» What you should do
Copy out the records below, swapping "this part of the lesson" for "this section of the lesson" wherever it occurs and leaving every other word as it is.

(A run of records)
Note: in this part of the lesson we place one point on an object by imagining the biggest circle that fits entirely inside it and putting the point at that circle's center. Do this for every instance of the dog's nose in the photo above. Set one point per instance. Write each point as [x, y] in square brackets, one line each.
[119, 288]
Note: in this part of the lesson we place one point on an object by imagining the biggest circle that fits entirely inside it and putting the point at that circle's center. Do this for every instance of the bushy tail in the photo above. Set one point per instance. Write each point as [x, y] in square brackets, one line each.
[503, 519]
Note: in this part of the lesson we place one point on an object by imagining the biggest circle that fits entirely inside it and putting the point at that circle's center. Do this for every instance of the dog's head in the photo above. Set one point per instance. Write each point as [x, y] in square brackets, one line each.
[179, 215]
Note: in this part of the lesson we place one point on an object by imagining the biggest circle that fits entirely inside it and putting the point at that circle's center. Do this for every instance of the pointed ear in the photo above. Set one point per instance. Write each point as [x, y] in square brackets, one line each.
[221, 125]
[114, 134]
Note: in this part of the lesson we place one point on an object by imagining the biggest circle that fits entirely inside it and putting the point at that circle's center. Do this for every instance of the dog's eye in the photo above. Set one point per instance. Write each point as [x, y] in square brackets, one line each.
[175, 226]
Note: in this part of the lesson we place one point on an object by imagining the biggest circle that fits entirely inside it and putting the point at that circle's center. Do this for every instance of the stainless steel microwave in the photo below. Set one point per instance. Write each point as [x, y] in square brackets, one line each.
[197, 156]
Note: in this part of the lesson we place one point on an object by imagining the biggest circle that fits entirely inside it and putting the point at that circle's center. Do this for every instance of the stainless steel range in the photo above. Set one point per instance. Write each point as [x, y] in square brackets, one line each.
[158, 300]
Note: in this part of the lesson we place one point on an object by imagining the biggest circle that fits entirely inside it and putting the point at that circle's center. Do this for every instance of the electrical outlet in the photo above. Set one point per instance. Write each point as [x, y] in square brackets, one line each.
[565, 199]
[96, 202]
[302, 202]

» Reply to the exercise
Note: in this section of the lesson we place one point on an object by imagining the biggest circle that fits entirely inside it and putting the point at that circle's center. Do this for every instance of the dog's nose in the photo above. Set one point per instance. Write each point as [x, y] in square brackets, one line each.
[119, 288]
Note: in this section of the lesson we place one point on an object by imagining the biggest circle that fits entirely inside it and putting the point at that circle's center. Do this for every instance of the bushy tail in the photo above. Set one point per instance. Write each point as [x, y] in square brackets, one line each.
[503, 519]
Note: in this section of the lesson we place one point on an object by imagining the biggest circle that fits entirely inside it and putting the point at that circle's center. Do this for every instance of the dog's head in the photo above. Set one point per instance. Write each point as [x, y] in square brackets, one line each.
[179, 215]
Note: in this section of the lesson we place one point on an object by imagining the biggest circle that fits entirely inside it and putting the point at that circle's center. Do this for every instance of the pointed ear in the photo above. Set one point per instance. Write each point as [x, y] in square brackets, one line each.
[221, 125]
[114, 134]
Note: in this section of the lesson we place one point on an object by imagining the biggest circle that fits entirely inside it and putting the point at that circle's center. Do this for every instance of the dog's eye in the photo above. Set one point per instance. Write each point as [x, y] in square brackets, one line each.
[175, 226]
Note: in this section of the lesson we place one point on an object by imagining the biggest circle that fits entirely inside it and putting the point at that circle's center. Do this for every instance of the stainless steel microwave in the photo below. Set one point per instance. Write each point as [x, y] in square brackets, one line each.
[197, 156]
Note: in this section of the lesson we place one point on an object by imagining the biggest circle that fits entirely inside it and putting the point at that circle's center. Do this for every instance of the stainless steel range in the photo above. Set one point per instance. Write each point as [x, y] in square brackets, one line each.
[158, 300]
Note: in this section of the lesson we place one point on an object by imagining the biggest circle that fits entirely inside it and putting the point at that circle's center. Do this for every instance of the electrical outlet in the photo above. Set one point per instance. Write each point as [x, y] in square brackets, one line each.
[565, 199]
[96, 202]
[302, 202]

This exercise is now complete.